Data records:
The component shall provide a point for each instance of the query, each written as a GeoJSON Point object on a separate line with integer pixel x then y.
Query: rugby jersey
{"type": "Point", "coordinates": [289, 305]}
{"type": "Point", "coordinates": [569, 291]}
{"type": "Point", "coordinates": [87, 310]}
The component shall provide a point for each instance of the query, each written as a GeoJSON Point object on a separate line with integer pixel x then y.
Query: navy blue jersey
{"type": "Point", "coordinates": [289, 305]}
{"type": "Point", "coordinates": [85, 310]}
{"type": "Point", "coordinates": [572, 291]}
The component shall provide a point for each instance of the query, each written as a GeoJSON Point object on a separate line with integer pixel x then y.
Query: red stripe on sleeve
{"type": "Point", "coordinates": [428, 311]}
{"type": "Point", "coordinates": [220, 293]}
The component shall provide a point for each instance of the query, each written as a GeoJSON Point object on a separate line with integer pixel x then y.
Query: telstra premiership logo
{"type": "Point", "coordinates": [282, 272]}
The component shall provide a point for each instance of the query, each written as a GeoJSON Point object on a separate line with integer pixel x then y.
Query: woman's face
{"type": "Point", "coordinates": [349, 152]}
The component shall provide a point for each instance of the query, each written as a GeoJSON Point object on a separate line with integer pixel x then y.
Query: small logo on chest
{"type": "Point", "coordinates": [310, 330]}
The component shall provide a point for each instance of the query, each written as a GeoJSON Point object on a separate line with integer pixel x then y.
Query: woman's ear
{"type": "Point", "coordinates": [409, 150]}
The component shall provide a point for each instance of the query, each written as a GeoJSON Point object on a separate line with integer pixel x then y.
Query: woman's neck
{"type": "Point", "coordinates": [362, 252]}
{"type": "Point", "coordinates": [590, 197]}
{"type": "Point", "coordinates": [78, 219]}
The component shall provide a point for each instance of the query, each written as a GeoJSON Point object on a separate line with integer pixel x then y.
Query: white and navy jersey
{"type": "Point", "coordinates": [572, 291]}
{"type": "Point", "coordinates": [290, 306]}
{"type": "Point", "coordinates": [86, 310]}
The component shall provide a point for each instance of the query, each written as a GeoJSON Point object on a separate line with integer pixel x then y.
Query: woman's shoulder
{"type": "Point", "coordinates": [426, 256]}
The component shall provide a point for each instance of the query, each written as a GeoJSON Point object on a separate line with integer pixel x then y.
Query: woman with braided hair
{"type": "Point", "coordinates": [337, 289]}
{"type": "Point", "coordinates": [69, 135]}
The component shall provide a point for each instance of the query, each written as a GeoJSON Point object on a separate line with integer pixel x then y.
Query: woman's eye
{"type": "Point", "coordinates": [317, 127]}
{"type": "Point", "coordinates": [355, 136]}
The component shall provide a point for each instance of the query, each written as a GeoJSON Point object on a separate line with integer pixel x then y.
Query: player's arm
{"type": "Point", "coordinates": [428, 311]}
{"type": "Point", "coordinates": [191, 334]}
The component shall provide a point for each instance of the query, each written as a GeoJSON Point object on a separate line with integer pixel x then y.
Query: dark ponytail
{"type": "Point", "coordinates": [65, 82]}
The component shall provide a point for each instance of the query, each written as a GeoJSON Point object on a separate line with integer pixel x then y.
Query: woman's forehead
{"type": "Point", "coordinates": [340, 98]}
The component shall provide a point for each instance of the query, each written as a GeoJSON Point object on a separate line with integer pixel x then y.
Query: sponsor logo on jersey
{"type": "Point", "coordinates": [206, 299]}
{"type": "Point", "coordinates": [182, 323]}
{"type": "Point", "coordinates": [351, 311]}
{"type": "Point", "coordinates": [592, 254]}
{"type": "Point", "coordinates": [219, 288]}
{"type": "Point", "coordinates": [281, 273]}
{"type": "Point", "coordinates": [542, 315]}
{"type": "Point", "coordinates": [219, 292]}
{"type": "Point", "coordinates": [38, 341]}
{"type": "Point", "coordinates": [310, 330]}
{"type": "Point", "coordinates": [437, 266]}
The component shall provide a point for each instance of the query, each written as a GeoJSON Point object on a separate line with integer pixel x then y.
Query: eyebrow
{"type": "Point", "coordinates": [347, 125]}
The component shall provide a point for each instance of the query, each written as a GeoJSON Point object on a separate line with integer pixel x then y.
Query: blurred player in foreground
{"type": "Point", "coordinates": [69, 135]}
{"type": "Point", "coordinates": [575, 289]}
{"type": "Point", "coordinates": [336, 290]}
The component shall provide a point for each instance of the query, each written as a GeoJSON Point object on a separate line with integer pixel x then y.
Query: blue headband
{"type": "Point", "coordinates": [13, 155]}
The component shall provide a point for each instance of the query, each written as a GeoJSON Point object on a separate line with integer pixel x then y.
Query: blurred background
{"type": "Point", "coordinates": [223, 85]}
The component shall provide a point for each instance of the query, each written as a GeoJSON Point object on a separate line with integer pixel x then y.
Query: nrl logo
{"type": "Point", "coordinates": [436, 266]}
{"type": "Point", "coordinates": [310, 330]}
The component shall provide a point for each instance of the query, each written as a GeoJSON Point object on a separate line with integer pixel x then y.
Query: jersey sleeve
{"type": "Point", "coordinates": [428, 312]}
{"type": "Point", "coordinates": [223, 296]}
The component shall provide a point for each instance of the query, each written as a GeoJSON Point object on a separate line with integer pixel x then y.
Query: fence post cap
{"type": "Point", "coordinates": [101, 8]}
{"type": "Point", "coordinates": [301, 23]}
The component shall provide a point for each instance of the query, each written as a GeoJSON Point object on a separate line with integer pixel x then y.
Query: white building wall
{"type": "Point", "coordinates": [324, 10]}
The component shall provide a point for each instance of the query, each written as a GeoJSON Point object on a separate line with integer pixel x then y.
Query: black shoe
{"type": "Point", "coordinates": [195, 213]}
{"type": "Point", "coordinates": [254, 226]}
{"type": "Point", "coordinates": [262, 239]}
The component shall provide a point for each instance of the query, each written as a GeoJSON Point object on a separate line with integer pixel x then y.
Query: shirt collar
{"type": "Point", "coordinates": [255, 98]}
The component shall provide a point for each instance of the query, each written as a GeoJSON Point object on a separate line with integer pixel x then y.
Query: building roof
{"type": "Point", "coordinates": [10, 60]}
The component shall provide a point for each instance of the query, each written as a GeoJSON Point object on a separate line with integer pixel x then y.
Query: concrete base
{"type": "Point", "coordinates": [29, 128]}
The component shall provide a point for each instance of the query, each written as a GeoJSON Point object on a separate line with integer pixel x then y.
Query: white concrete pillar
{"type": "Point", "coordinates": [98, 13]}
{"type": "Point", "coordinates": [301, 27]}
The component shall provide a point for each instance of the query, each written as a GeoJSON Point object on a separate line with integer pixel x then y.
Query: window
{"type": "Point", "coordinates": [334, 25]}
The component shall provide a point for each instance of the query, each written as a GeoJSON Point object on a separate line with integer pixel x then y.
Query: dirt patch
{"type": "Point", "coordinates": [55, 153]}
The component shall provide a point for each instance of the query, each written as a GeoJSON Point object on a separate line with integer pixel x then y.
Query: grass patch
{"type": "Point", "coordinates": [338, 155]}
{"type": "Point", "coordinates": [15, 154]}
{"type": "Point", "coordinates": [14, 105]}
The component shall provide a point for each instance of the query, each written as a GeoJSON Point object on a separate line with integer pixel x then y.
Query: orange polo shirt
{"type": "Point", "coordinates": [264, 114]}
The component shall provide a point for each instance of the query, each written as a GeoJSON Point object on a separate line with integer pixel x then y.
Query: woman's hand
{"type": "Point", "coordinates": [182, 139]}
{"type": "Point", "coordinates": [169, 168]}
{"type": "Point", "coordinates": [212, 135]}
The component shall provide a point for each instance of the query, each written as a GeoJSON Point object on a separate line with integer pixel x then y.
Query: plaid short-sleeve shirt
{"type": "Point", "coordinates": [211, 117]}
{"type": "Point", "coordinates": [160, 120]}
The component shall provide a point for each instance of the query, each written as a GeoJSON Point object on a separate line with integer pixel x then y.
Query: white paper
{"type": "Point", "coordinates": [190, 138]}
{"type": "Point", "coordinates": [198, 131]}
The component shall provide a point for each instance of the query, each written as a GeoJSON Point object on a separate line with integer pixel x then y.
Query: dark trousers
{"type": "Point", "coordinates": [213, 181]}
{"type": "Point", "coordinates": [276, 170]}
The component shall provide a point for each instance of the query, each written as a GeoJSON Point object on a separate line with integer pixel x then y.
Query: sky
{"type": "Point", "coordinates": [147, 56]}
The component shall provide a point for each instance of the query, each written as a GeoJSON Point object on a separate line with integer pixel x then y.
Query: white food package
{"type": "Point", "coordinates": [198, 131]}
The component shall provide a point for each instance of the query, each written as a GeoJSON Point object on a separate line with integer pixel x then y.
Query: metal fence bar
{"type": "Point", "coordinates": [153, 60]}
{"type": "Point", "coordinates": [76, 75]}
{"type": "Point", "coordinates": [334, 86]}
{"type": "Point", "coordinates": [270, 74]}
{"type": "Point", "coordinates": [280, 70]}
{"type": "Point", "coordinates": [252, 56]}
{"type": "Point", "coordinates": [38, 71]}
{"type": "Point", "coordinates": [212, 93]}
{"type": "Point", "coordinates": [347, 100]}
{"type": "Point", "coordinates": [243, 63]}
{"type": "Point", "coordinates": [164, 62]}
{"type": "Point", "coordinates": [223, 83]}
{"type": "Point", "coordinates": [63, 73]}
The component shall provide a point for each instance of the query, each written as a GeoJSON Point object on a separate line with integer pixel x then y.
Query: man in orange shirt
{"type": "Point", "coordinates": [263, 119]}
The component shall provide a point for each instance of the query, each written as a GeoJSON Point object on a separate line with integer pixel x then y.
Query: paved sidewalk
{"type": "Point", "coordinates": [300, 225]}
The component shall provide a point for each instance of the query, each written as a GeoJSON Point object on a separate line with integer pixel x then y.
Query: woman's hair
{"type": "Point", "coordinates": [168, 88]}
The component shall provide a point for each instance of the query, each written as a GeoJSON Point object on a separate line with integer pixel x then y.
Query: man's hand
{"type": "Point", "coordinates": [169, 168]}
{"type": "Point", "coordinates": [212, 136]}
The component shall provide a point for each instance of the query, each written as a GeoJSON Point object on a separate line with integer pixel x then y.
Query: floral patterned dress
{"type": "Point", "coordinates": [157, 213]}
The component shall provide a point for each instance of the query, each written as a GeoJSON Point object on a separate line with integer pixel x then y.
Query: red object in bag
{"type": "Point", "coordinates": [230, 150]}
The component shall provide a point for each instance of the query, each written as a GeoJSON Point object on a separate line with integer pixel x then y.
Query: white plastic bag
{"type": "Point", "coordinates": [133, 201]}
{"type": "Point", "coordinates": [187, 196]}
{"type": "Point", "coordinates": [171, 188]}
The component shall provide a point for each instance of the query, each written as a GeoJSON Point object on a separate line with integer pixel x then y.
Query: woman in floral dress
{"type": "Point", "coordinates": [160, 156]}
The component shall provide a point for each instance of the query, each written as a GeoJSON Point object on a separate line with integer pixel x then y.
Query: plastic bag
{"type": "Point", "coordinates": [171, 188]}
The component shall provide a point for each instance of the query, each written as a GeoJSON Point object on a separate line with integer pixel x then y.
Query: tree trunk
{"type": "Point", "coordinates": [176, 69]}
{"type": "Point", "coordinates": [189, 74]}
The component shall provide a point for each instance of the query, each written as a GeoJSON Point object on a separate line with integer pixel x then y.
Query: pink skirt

• **TASK DIRECTIONS**
Only the lines from the one containing "Query: man's hand" through the final line of the data belong in the answer, repeated exactly.

• **YOUR RESPONSE**
Query: man's hand
{"type": "Point", "coordinates": [169, 168]}
{"type": "Point", "coordinates": [212, 136]}
The component shall provide a point for each instance of the query, each written as a GeoJSON Point object on a separate line with integer pixel x then y.
Query: floral patterned dress
{"type": "Point", "coordinates": [157, 213]}
The component shall provide a point for each instance of the query, each written as a GeoJSON Point object on a separate line with integer pixel x then y.
Query: red object in bag
{"type": "Point", "coordinates": [230, 150]}
The component shall provide a point for each instance of the query, each written as a GeoJSON Point object on a separate line with integer pixel x then y.
Query: white plastic bag
{"type": "Point", "coordinates": [133, 201]}
{"type": "Point", "coordinates": [187, 196]}
{"type": "Point", "coordinates": [171, 188]}
The component shall provide a point for each instance of the query, each written as a GeoJSON Point object on a separate line with integer pixel x then y.
Query: woman in floral dress
{"type": "Point", "coordinates": [160, 156]}
The component shall provide a point for each instance of the query, each written as a GeoJSON Point object on a separate line with integer pixel x then y.
Query: plastic bag
{"type": "Point", "coordinates": [171, 188]}
The component shall provide a point for each instance of the query, each written as a GeoJSON Point object on a separate line with integer pixel x then y.
Query: tree trunk
{"type": "Point", "coordinates": [176, 69]}
{"type": "Point", "coordinates": [189, 74]}
The component shall provide a point for each instance of the query, each written as a GeoJSON Point object on a separate line with integer pixel x then y.
Query: pink skirt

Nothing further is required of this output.